> Stated exercise: Locate every line in the material below that contains the word "dark" and copy each of those lines. Treat uppercase and lowercase as different.

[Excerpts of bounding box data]
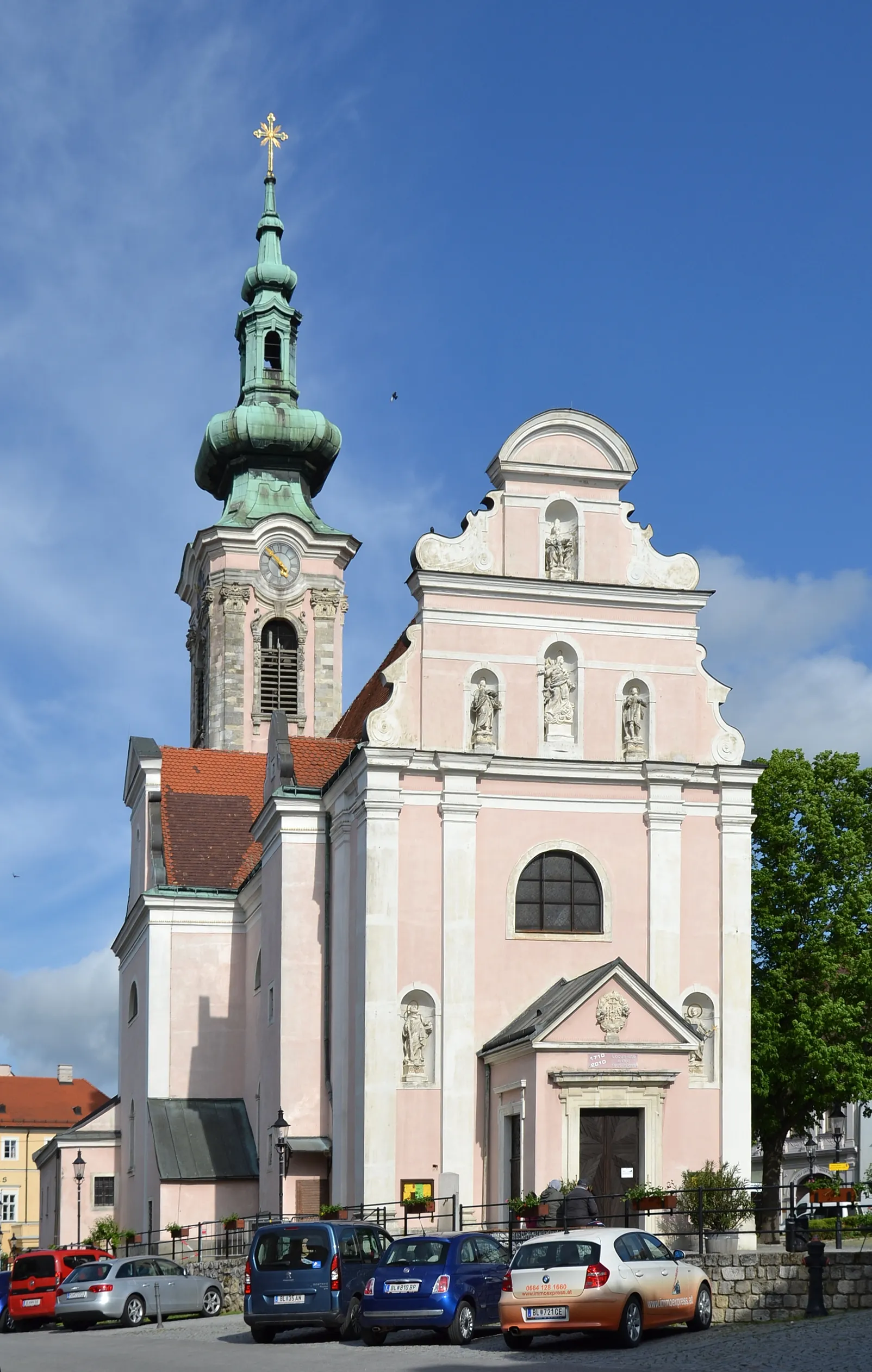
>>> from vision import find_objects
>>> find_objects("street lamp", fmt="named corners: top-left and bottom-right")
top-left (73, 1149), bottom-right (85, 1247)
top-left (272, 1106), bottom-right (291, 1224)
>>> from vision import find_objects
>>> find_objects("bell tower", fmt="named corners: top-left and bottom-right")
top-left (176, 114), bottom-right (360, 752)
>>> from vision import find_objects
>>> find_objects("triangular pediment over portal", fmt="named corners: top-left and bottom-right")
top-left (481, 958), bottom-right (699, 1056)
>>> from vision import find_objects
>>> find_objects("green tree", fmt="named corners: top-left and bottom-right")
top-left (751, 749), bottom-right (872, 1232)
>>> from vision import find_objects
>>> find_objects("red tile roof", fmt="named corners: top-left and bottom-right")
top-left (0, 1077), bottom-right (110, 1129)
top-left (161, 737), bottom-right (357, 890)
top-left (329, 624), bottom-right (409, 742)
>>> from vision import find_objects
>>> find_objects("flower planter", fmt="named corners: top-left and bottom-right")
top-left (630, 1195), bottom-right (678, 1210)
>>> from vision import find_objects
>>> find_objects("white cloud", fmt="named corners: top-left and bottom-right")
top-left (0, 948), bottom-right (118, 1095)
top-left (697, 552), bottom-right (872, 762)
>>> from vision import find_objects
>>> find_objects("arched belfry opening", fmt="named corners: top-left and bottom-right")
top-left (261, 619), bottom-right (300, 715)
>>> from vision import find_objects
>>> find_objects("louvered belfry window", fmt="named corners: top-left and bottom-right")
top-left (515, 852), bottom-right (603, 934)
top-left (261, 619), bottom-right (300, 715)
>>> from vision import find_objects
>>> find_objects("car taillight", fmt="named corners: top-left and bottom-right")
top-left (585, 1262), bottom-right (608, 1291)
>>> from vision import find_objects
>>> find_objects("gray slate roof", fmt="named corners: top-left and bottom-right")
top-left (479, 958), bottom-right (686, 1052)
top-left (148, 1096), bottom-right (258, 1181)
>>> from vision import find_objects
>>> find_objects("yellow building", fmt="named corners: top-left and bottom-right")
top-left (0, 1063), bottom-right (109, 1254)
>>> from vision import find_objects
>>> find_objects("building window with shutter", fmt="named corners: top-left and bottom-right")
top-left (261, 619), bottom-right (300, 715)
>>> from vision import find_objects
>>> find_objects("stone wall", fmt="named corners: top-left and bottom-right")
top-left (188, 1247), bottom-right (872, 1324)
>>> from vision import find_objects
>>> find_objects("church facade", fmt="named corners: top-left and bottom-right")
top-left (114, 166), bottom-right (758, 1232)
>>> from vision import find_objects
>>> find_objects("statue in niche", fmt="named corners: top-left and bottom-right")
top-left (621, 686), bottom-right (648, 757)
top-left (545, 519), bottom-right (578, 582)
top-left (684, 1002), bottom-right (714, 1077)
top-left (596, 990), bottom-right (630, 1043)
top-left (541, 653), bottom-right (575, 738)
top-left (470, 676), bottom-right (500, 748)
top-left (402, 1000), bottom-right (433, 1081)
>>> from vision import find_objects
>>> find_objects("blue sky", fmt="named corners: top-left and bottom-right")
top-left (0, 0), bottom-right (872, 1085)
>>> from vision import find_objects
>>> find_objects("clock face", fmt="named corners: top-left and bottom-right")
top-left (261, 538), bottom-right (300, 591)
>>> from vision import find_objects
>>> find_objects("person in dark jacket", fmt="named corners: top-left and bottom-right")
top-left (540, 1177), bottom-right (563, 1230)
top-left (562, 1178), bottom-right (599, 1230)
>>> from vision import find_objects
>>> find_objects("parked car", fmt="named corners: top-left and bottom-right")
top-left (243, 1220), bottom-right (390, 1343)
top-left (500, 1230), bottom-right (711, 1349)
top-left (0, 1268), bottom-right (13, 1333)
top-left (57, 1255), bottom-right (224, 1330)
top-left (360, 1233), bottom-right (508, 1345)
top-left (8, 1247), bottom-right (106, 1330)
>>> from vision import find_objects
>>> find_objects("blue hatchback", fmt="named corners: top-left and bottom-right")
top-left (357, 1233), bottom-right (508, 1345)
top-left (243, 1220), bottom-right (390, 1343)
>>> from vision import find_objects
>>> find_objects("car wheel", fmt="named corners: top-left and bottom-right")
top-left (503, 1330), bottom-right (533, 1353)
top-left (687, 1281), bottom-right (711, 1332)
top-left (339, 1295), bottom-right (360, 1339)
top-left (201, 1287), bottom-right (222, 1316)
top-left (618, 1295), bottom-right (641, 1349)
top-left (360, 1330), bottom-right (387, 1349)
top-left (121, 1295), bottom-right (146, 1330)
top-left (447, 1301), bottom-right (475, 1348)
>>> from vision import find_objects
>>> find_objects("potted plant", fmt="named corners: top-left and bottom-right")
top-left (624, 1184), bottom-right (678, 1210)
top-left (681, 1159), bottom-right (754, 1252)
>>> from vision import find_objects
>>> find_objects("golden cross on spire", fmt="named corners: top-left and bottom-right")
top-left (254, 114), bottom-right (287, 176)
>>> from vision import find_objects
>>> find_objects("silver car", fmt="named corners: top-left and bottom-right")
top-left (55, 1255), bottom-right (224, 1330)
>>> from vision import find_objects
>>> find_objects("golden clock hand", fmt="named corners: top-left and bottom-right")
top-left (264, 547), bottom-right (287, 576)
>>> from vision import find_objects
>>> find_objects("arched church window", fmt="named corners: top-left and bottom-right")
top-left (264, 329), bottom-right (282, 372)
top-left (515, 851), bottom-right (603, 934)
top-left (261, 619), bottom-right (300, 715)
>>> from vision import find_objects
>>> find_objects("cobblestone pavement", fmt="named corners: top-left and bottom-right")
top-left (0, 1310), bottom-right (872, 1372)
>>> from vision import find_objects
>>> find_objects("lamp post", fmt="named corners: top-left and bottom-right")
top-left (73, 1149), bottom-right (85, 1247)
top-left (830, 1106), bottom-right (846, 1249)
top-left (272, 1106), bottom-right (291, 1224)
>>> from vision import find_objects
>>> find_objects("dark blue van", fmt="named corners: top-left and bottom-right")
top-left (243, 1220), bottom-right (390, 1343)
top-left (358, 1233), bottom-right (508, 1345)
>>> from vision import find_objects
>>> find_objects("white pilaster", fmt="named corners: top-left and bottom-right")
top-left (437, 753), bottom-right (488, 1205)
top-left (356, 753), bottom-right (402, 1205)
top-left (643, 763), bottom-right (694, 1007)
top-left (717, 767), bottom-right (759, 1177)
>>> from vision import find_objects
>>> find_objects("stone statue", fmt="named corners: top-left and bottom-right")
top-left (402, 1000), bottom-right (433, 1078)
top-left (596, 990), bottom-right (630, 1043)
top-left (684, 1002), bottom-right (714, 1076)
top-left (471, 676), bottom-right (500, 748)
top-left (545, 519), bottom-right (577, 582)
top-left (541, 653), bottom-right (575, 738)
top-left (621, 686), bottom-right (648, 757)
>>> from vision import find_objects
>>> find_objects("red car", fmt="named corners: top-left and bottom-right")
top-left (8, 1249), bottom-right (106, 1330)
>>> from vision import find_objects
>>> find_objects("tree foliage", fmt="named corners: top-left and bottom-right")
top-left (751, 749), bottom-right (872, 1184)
==
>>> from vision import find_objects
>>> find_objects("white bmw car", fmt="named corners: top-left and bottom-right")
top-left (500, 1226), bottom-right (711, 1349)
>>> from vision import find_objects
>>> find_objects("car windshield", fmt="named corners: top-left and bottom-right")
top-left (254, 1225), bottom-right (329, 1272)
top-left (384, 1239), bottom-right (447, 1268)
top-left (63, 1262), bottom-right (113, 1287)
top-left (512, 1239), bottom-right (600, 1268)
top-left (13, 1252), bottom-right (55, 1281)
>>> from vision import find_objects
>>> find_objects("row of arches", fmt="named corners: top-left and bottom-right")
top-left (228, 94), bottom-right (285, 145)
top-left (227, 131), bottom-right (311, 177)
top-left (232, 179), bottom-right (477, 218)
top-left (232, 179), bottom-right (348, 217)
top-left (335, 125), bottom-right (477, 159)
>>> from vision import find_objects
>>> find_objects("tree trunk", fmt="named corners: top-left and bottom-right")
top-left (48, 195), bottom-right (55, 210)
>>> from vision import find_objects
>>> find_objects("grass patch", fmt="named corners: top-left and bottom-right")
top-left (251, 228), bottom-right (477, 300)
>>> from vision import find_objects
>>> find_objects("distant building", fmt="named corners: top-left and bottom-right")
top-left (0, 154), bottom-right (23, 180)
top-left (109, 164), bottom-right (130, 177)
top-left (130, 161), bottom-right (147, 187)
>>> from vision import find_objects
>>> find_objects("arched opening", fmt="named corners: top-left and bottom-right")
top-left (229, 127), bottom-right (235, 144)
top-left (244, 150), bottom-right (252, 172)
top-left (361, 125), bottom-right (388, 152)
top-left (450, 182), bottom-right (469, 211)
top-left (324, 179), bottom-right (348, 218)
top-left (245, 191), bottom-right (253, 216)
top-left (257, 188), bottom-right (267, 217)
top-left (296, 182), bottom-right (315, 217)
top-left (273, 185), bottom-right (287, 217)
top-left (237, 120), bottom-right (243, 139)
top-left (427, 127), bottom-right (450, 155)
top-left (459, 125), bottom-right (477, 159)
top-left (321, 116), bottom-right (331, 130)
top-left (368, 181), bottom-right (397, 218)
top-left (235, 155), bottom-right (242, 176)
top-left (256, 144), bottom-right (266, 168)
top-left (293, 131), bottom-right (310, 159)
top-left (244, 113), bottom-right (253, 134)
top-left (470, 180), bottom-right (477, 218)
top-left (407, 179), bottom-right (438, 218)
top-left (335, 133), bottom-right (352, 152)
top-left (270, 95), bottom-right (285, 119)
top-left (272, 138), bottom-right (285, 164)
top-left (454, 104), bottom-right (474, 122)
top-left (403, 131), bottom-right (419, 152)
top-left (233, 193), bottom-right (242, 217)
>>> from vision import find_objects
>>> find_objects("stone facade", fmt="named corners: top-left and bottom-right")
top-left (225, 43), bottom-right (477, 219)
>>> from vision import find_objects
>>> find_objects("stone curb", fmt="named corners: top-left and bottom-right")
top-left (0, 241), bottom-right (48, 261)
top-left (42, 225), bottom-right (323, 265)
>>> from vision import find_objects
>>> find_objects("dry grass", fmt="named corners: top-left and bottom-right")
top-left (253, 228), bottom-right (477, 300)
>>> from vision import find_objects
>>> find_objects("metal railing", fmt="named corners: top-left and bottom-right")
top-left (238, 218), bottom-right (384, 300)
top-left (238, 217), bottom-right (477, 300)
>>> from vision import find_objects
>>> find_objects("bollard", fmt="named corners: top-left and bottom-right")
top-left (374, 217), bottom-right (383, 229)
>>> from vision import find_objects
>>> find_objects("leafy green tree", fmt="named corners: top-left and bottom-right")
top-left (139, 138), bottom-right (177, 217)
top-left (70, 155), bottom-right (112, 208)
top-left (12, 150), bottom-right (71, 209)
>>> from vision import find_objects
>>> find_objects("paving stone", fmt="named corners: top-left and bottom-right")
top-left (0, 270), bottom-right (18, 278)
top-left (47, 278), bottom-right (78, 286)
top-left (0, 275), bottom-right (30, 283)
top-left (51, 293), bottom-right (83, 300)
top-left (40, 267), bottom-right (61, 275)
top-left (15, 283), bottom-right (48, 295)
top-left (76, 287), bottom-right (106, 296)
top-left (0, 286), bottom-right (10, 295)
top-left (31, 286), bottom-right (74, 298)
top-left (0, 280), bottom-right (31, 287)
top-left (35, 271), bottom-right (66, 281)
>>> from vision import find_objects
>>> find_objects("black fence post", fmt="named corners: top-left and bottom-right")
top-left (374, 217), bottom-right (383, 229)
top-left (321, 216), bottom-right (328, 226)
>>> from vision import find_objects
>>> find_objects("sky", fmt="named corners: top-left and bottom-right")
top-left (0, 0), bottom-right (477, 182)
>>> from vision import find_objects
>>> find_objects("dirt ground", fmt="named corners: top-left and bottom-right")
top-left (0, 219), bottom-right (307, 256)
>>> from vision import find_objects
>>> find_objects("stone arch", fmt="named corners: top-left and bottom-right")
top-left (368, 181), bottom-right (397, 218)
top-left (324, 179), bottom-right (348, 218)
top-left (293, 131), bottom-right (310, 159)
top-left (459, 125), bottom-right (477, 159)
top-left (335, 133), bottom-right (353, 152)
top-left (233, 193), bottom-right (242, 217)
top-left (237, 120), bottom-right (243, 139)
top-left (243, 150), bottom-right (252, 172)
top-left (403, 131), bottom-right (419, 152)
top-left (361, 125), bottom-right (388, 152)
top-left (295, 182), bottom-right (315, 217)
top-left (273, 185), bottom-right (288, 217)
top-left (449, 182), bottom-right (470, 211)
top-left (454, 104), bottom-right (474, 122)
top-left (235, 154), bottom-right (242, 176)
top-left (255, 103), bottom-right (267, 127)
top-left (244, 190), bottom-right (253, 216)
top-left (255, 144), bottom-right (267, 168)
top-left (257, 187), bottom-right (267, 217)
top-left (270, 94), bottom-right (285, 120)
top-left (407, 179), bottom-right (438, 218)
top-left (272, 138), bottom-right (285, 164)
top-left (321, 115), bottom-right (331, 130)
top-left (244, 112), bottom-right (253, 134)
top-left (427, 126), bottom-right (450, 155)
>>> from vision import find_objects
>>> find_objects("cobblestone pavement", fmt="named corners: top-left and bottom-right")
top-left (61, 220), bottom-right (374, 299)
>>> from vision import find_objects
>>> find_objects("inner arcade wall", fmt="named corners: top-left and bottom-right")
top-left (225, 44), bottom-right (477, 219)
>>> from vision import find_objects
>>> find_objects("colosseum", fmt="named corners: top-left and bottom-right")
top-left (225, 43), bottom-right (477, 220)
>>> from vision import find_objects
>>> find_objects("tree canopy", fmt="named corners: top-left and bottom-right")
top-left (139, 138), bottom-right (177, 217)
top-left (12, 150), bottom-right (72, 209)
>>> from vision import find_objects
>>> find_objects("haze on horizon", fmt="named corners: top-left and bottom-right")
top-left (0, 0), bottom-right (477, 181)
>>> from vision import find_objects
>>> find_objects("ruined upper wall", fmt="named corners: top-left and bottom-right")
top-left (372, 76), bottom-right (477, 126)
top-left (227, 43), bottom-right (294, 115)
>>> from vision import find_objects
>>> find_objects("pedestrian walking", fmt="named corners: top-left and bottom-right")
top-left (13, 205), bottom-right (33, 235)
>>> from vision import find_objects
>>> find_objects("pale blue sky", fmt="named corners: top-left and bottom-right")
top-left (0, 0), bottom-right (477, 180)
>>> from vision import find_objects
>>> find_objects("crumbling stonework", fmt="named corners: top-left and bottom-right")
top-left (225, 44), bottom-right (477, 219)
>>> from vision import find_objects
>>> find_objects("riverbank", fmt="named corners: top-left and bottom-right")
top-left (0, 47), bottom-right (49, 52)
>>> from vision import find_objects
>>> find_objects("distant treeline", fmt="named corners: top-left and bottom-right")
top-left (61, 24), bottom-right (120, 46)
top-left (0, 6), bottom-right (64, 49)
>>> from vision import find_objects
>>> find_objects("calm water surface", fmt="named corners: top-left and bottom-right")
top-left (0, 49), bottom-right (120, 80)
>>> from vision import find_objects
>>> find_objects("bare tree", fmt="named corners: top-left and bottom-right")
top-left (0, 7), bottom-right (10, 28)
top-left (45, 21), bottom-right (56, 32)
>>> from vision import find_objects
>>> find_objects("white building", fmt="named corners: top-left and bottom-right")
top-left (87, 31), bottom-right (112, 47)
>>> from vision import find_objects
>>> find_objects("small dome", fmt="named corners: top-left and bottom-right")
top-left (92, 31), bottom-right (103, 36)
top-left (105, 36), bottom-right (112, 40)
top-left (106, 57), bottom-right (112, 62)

> Answer in full:
>>> find_objects("person in dark jacket", fmt="named corners: top-left and bottom-right")
>>> find_objects("dark blue van", fmt="named corners: top-left and bottom-right")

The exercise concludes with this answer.